Passage shown.
Before entering mitosis, a cell spends a period of its growth under interphase. It undergoes the following phases when in interphase:

• G1 Phase: This is the period before the synthesis of DNA.
• S Phase: This is the phase during which DNA synthesis takes place.
• G2 Phase: This is the phase between the end of DNA synthesis and the beginning of prophase.

Prophase

Prophase immediately follows S and G2 phase of the cycle and is marked by condensation of the genetic material to form compact mitotic chromosomes composed of two chromatids attached at the centromere. The completion of prophase is characterised by the initiation of the assembly of the mitotic spindle, the microtubules and the proteinaceous components of cytoplasm that help in the process. The nuclear envelope starts disintegrating.
Prophase

Prometaphase 

In the prometaphase, the nuclear envelop disintegrates. Now the microtubules are allowed to extend from the centromere to the chromosome. The microtubules attach to the kinetochores which allow the cell to move the chromosome around.

Metaphase 

At this stage, the microtubules start pulling the chromosomes with equal force and the chromosome ends up in the middle of the cell. This region is known as the metaphase plate. Thus, each cell gets an entire functioning genome.

Metaphase

Anaphase 

The splitting of the sister chromatids marks the onset of anaphase. These sister chromatids become the chromosome of the daughter nuclei. The chromosomes are then pulled towards the pole by the fibres attached to the kinetochores of each chromosome. The centromere of each chromosome leads at the edge while the arms trail behind it.

Anaphase

Telophase 

The chromosomes that cluster at the two poles start coalescing into an undifferentiated mass, as the nuclear envelope starts forming around it. The nucleolus, Golgi bodies and ER complex, which had disappeared after prophase start to reappear.

Telophase

Telophase is followed by cytokinesis, which denotes the division of the cytoplasm to form two daughter cells. Thus, it marks the completion of cell division.

Cytokinesis

Cytokinesis is the physical process of cell division, which divides the cytoplasm of a parental cell into two daughter cells. It occurs concurrently with two types of nuclear division called mitosis and meiosis, which occur in animal cells. Mitosis and each of the two meiotic divisions result in two separate nuclei contained within a single cell. 

Cytokinesis performs an essential process to separate the cell in half and ensure that one nucleus ends up in each daughter cell. Cytokinesis starts during the nuclear division phase called anaphase and continues through telophase. A ring of protein filaments called the contractile ring forms around the equator of the cell just beneath the plasma membrane. The contractile ring shrinks at the equator of the cell, pinching the plasma membrane inward, and forming what is called a cleavage furrow. Eventually, the contractile ring shrinks to the point that there are two separate cells each bound by its own plasma membrane.

Raw data.
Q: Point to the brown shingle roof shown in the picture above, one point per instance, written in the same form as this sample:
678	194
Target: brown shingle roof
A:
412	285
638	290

Assignment 1.
Answer the following from the passage on mitosis:
(a) What takes place during the S phase?
(b) What is the region in the middle of the cell where the chromosomes end up during metaphase called?
(c) What does the shrinking contractile ring form when it pinches the plasma membrane inward?
Assignment 2. Rewrite the passage on mitosis, beginning at the words "At this stage, the" and stopping after "entire functioning genome.", and replace "microtubules" with "spindle fibers".
The data above are independent of the passage on mitosis.

Task answer 1.
(a) DNA synthesis takes place.
(b) The metaphase plate.
(c) A cleavage furrow.

Task answer 2.
At this stage, the spindle fibers start pulling the chromosomes with equal force and the chromosome ends up in the middle of the cell. This region is known as the metaphase plate. Thus, each cell gets an entire functioning genome.